Exercise instructions ▸ Print word for word the records from the line containing "Could you please point to the black" through the end.

Entries supplied ▸

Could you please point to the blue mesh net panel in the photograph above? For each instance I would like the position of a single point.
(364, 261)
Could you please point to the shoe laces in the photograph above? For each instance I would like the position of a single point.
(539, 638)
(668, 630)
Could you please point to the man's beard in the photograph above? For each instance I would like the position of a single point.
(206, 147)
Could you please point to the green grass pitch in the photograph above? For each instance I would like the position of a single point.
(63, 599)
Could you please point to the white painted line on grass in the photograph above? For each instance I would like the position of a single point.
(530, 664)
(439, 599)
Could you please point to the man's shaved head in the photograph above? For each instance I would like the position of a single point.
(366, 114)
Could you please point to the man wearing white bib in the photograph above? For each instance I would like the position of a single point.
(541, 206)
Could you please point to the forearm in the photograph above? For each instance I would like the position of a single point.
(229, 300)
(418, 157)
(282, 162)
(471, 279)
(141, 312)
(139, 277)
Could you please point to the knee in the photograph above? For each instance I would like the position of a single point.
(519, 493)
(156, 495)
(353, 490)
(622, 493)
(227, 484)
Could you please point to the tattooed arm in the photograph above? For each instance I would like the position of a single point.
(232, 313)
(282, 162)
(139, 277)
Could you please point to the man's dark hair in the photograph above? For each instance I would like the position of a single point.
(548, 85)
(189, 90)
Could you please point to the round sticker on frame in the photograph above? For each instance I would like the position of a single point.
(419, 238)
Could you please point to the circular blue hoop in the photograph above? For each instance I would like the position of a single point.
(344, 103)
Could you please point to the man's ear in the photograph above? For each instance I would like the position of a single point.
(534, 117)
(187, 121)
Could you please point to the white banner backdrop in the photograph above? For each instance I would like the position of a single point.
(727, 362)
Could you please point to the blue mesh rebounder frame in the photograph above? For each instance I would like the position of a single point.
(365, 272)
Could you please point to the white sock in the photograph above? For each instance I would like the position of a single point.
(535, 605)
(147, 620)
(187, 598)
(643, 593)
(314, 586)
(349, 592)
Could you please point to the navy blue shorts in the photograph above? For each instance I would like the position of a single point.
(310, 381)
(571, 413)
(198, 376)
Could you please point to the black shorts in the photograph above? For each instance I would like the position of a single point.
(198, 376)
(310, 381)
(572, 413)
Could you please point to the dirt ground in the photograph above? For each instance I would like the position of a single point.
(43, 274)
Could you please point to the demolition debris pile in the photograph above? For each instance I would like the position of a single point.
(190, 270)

Answer for the task ▸
Could you please point to the black shorts in the photograph above? For each instance I would like the position of a single point.
(198, 376)
(310, 381)
(572, 413)
Could you please point to the dirt ground in the photograph above? For each instance I would like the position of a single point.
(43, 274)
Could you please point to the demolition debris pile in the photograph above? For each instance I would like the position of a single point.
(190, 270)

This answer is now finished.